TASKS AND EXERCISES:
a – Can you answer these questions from the article on Scotland's health inequalities?
(i) Which two organizations produced the joint commission?
(ii) How many experts make up the commission?
(iii) Which places have worse oral health and higher rates of oral cancer?
b – What comes next in the article on Scotland's health inequalities? Write a continuation that picks up after its final sentence.

Once-in-a-generation opportunity to tackle Scotland's health inequalities post-pandemic, say team of experts
The Covid-19 pandemic offers a once-in-a-generation opportunity to invest in Scotland’s health services and reduce health inequalities, a sweeping new report has found.
A joint commission from the Lancet medical journal and London School of Economics has produced some of the most comprehensive analysis of the UK’s pandemic response so far.
It highlights how population health lags behind that of other high-income countries, and points to low funding, limited social care resources and health inequalities as key factors.
The commission, made up of 33 leading research, policy, management, and clinical experts from the four nations, calls for increased taxes to fund the NHS, a focus on recruitment and retention of staff, and better integration between health and social care.
Their research highlights inequalities between Scotland and other UK nations, with life expectancy lower in Scotland.
Scotland, Northern Ireland and the North of England also have worse oral health and higher rates of oral cancer, which the report attributes to higher rates of deprivation.

Saved entries:
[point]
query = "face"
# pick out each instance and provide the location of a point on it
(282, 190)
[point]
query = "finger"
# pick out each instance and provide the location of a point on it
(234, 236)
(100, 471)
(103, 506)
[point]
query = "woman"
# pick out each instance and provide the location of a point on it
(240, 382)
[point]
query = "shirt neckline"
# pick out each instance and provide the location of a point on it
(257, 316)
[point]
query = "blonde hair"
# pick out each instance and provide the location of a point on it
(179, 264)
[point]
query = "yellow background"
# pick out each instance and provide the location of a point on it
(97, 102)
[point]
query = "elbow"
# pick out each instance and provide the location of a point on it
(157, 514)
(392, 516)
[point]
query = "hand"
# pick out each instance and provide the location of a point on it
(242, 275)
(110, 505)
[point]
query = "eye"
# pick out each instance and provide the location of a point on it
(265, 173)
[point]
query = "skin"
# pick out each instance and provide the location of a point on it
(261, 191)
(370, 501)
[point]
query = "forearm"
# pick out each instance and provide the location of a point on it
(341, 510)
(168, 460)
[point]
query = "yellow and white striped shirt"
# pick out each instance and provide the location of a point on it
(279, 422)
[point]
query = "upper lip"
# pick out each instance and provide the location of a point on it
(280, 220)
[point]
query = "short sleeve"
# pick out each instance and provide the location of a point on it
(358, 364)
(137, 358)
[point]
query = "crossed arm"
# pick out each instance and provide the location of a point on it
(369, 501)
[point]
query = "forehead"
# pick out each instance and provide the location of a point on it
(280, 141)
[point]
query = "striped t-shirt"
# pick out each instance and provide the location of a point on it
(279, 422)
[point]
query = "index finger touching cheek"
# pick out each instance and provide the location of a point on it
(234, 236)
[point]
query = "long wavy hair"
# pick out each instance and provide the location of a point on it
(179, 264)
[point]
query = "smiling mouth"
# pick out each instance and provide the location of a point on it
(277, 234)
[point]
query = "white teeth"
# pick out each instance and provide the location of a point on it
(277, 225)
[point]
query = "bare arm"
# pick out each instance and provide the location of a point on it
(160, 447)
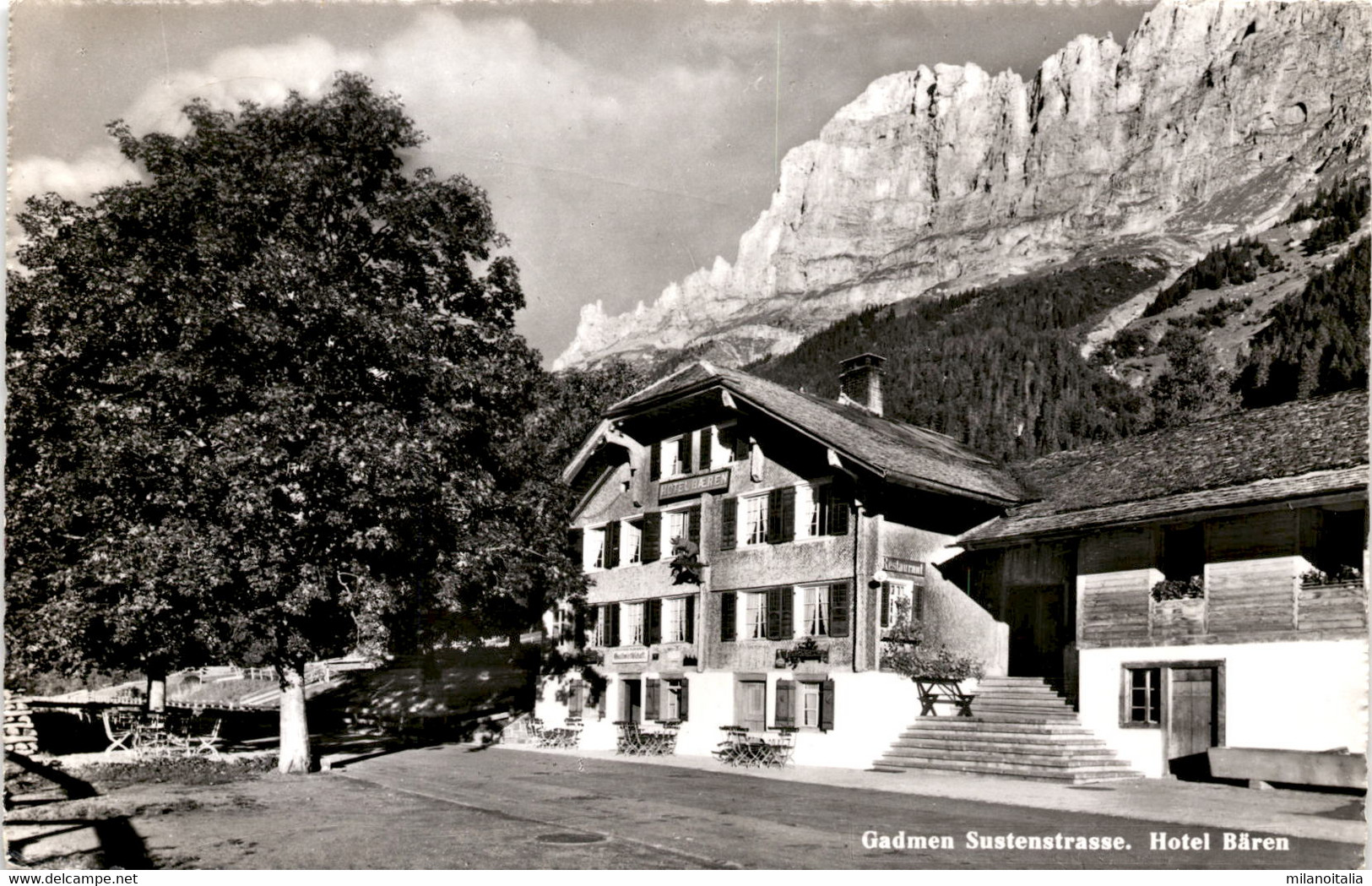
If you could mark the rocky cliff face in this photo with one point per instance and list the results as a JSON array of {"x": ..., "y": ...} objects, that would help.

EXERCISE RESULTS:
a –
(i) The Lancet medical journal and the London School of Economics.
(ii) 33.
(iii) Scotland, Northern Ireland and the North of England.

b –
Health inequalities are related to politics, history, environment, and services, the commission’s report states, and while the NHS cannot address all underlying societal issues the authors argue it should be able to improve access to services.
The pandemic has highlighted these inequalities, with the greatest effects and highest mortality rates in deprived areas.
Professor Moira Whyte, co-author and Professor of Respiratory Medicine at Edinburgh University, said more must be done to address health inequalities in Scotland.
“Health inequalities within Scotland have widened in recent years – with women and men living in the least deprived areas likely to live 17 and 13 years longer in good health, respectively, than those in the most deprived places,” she said.
"There have undoubtedly been some positive developments, including free school meals and work to further integrate health and social care, but we need to do more to tackle the underlying causes that drive health inequalities if Scotland is to fulfil its potential to become a healthier nation.”
Co-research lead Dr Emma Pitchforth, from Exeter University, said the UK’s four nations must better work together to reshape the future of the NHS.
“Clearly all countries have differences in their systems, but we're arguing that there needs to be agreement on a level of collaboration and coordination around these key areas: workforce planning; preparedness for future health events; and common data,” she said.
“It is challenging to come to these agreements, but we're 20 years into devolution and it probably shows a maturity in devolution if we can have agreement in these common areas.
“We essentially have a common labour pool, and we still have common professional education and regulation, so it makes a lot of sense to be having better cooperation and coordination in these key areas.”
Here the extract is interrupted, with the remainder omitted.